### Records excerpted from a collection
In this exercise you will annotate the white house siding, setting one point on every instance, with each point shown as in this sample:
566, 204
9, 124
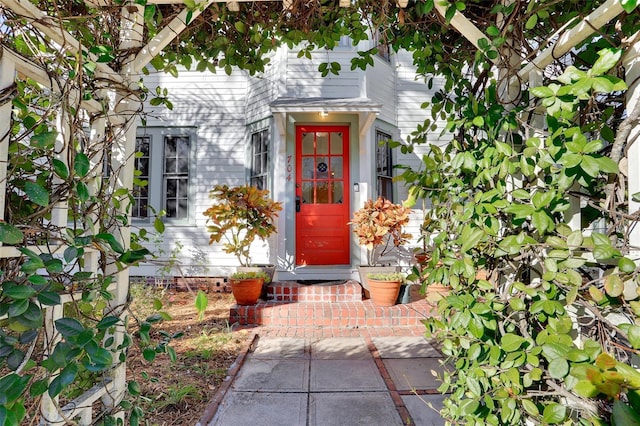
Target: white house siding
381, 87
222, 107
215, 104
303, 80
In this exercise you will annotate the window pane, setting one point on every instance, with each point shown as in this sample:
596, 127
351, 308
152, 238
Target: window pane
384, 166
322, 192
338, 193
307, 143
142, 163
176, 176
322, 168
322, 143
336, 167
336, 143
307, 192
259, 155
307, 168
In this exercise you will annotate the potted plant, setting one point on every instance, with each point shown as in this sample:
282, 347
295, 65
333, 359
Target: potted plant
379, 227
385, 287
247, 286
239, 216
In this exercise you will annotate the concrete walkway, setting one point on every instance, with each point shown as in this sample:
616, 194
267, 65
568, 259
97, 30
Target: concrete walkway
291, 381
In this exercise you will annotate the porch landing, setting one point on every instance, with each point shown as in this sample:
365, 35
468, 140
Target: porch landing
337, 307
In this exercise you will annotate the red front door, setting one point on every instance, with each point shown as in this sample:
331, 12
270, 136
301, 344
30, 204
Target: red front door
322, 195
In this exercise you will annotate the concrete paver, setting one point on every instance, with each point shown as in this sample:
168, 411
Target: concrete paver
310, 381
278, 375
345, 375
424, 409
413, 373
262, 409
405, 347
352, 408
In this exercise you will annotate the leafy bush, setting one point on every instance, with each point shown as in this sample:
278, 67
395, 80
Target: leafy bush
541, 339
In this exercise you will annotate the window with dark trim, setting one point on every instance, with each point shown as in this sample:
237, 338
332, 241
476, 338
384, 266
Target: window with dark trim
384, 166
141, 185
176, 176
259, 167
162, 175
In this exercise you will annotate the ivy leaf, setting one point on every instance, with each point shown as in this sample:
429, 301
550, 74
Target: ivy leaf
558, 368
81, 164
554, 413
201, 304
64, 379
633, 333
37, 193
608, 59
9, 234
60, 168
44, 139
629, 5
613, 285
69, 327
19, 292
624, 415
511, 342
111, 240
83, 191
49, 298
626, 265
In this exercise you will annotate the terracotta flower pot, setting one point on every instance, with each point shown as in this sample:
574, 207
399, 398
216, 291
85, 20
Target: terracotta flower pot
384, 293
246, 291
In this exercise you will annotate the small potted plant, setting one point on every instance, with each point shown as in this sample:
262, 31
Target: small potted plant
239, 216
379, 227
247, 286
385, 287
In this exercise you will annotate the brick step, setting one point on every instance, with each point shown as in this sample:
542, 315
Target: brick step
358, 314
291, 291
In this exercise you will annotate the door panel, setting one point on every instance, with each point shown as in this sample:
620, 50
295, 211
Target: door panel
322, 195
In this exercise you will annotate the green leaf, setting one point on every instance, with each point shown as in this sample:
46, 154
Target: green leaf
530, 407
49, 298
626, 265
37, 193
9, 234
149, 354
629, 5
81, 164
19, 292
608, 58
613, 285
69, 327
554, 413
134, 388
38, 387
107, 322
44, 139
83, 191
111, 240
558, 368
511, 342
634, 336
158, 225
201, 304
623, 415
64, 379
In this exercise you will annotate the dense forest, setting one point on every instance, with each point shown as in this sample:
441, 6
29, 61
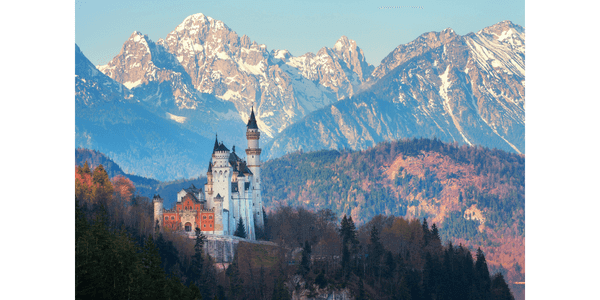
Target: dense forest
475, 195
120, 254
146, 187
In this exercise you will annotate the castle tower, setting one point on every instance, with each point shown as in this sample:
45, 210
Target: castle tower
222, 173
158, 209
208, 187
220, 226
253, 158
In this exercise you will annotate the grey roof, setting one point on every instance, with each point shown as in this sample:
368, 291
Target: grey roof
221, 148
233, 158
252, 121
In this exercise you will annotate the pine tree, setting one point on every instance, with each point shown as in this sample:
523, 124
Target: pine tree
153, 280
240, 231
197, 267
482, 277
305, 263
499, 289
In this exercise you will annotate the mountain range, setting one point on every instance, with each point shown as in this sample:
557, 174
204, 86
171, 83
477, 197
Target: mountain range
156, 105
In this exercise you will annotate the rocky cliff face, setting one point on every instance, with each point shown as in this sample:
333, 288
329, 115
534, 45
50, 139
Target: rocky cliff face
204, 56
109, 118
469, 89
205, 78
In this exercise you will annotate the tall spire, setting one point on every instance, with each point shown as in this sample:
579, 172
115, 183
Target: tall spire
216, 143
252, 122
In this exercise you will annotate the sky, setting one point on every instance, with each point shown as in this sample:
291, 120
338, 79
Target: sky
101, 27
38, 123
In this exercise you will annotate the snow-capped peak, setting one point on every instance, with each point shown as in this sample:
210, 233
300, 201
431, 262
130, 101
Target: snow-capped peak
341, 43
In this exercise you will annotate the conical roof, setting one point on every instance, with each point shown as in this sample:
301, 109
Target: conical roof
216, 143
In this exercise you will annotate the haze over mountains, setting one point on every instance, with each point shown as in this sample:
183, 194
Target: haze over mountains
203, 79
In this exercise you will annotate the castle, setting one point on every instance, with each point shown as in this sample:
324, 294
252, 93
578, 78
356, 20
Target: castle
232, 191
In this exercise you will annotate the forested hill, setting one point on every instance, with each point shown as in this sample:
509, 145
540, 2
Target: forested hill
146, 187
475, 195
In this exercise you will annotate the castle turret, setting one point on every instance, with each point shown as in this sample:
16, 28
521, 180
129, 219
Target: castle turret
220, 215
253, 159
158, 210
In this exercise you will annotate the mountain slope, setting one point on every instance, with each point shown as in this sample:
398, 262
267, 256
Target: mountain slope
109, 119
474, 195
204, 56
468, 89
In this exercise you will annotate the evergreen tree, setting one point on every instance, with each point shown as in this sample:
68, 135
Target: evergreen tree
426, 232
197, 266
482, 277
235, 280
499, 288
154, 280
240, 231
376, 252
305, 263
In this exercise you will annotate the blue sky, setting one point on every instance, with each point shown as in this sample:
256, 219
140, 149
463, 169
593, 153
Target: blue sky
101, 27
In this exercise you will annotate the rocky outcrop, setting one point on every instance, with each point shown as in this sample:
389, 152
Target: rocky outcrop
467, 89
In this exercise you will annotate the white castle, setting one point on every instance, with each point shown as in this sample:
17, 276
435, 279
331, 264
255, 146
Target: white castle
232, 192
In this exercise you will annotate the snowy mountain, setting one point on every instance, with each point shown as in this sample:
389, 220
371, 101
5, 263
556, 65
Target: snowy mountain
469, 89
202, 56
203, 79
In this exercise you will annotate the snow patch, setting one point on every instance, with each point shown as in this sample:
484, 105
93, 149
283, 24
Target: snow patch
131, 85
175, 118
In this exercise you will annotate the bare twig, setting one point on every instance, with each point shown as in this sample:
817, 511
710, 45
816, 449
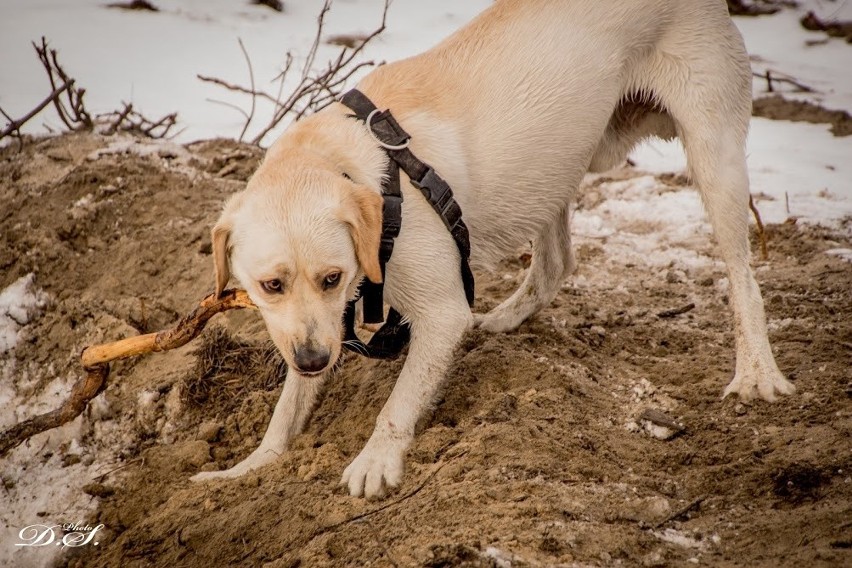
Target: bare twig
771, 76
95, 360
253, 99
14, 126
761, 233
68, 100
435, 469
314, 90
676, 311
682, 511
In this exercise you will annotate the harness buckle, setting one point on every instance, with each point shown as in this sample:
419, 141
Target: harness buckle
440, 195
393, 137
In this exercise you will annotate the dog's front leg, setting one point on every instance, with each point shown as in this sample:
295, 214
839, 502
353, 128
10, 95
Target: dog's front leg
289, 417
434, 336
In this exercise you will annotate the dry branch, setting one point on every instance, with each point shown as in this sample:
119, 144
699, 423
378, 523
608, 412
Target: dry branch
68, 100
95, 360
769, 76
315, 89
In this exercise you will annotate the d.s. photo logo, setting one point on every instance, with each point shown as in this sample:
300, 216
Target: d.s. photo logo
70, 535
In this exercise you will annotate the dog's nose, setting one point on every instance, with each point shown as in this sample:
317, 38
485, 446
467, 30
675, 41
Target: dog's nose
311, 360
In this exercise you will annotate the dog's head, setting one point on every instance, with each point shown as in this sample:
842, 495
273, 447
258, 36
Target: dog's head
298, 239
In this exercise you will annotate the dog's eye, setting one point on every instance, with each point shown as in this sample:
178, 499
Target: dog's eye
273, 286
331, 280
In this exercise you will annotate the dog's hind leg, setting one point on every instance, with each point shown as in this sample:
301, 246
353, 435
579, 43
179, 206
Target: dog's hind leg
708, 92
552, 261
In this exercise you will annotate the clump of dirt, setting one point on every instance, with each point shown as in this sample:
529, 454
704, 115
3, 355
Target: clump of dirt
226, 366
777, 107
536, 454
833, 28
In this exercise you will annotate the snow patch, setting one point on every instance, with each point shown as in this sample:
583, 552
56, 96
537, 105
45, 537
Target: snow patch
20, 303
842, 254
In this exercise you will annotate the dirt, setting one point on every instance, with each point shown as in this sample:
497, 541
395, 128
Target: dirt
536, 454
777, 107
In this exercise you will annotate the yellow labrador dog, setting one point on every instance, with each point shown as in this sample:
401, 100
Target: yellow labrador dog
512, 110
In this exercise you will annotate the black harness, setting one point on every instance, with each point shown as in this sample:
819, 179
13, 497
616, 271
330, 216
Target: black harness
389, 341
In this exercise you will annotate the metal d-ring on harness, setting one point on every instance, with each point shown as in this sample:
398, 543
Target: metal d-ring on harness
393, 336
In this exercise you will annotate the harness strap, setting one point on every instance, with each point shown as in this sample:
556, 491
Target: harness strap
392, 337
437, 191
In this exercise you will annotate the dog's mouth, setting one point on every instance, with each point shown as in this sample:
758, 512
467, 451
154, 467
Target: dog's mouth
311, 373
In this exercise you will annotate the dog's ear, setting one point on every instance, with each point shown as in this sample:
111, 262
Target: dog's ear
362, 211
220, 237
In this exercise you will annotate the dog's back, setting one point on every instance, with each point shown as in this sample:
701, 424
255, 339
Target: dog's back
581, 81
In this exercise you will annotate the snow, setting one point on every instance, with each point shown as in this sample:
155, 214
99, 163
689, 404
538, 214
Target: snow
152, 59
20, 302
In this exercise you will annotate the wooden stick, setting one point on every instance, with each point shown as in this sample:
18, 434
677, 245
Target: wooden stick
96, 358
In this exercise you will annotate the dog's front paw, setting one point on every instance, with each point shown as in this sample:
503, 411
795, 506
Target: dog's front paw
258, 458
759, 379
377, 468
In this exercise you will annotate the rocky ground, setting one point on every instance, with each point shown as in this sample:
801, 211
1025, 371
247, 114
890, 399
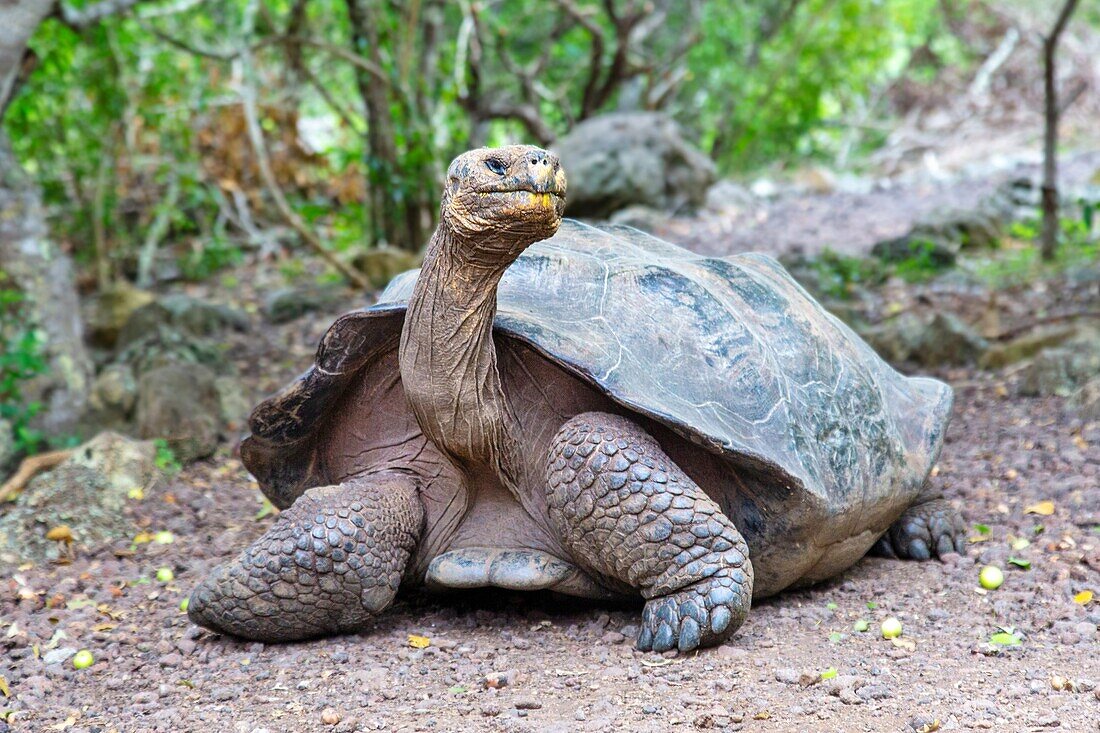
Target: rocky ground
1024, 471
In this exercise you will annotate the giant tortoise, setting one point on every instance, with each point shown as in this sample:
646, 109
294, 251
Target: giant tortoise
587, 409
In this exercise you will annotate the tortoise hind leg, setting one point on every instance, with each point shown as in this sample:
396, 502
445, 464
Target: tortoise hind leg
932, 527
328, 565
628, 513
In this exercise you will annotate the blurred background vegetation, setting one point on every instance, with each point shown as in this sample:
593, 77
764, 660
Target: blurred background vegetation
172, 141
135, 130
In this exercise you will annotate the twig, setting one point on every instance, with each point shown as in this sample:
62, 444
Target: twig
1012, 332
248, 93
94, 13
985, 75
30, 468
155, 233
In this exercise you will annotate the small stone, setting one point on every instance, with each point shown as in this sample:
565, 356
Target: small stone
527, 703
223, 693
496, 680
57, 656
788, 676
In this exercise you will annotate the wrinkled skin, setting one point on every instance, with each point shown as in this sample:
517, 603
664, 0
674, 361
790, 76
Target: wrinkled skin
464, 478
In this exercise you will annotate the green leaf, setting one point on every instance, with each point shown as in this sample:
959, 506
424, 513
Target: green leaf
1005, 638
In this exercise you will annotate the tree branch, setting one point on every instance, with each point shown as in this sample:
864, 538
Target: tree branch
94, 13
263, 163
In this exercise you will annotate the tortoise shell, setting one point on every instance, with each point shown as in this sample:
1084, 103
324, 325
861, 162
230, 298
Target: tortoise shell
729, 353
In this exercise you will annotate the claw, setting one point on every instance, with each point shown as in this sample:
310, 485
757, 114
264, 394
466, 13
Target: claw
664, 638
689, 635
719, 619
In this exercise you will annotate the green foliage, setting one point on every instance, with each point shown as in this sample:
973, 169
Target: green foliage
165, 459
761, 89
1019, 261
922, 263
21, 359
206, 258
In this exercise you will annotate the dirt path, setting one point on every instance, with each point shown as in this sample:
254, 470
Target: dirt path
850, 222
569, 666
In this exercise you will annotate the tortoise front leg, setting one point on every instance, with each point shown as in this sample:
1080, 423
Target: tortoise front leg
627, 512
932, 527
330, 562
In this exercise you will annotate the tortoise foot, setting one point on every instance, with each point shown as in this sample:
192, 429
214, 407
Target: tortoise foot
328, 565
931, 528
627, 512
704, 614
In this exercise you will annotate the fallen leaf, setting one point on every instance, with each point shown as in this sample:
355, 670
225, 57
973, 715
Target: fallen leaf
266, 509
658, 663
59, 534
1059, 682
1044, 509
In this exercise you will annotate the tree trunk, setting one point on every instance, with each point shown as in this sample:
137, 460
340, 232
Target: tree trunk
394, 214
1052, 112
32, 262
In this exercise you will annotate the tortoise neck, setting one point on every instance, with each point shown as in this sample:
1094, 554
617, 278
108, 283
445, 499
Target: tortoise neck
448, 358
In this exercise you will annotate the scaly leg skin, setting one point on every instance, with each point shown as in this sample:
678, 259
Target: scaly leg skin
931, 527
627, 512
329, 564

### Prompt
Transcribe the records above exactly, but only from the line that contains "In this exercise you will annotate the tortoise foot, setting" through their final line, inclusive.

### Final result
In this exercise you will annotate the tortoise foot, setting one point on every instance, with each point shown as in this sample:
192, 429
214, 407
Target: tortoise foot
328, 565
931, 528
627, 512
704, 614
In this exercise you will annotate the fallen leaf, setting one point on every instance, with each point shown as in this sample:
355, 670
225, 57
973, 715
Target: fallen leaf
266, 509
658, 663
59, 534
1059, 682
1044, 509
In this exercise you will annotate the tree trunk, setting one point on every instance, with each point shown as in this sample:
137, 460
340, 232
Target: tree trunk
394, 214
1052, 112
32, 262
In this exercise you will annotate the tortoise neck, setting one point on every instance, with each point shown as in this sample:
1094, 554
617, 278
108, 283
445, 499
Target: tortoise neck
448, 358
In this exercise you will annotate the scaly leg skin, setting one point on every instance, with each point shown as in this sample:
678, 259
Target: scaly leg skin
931, 527
627, 512
329, 564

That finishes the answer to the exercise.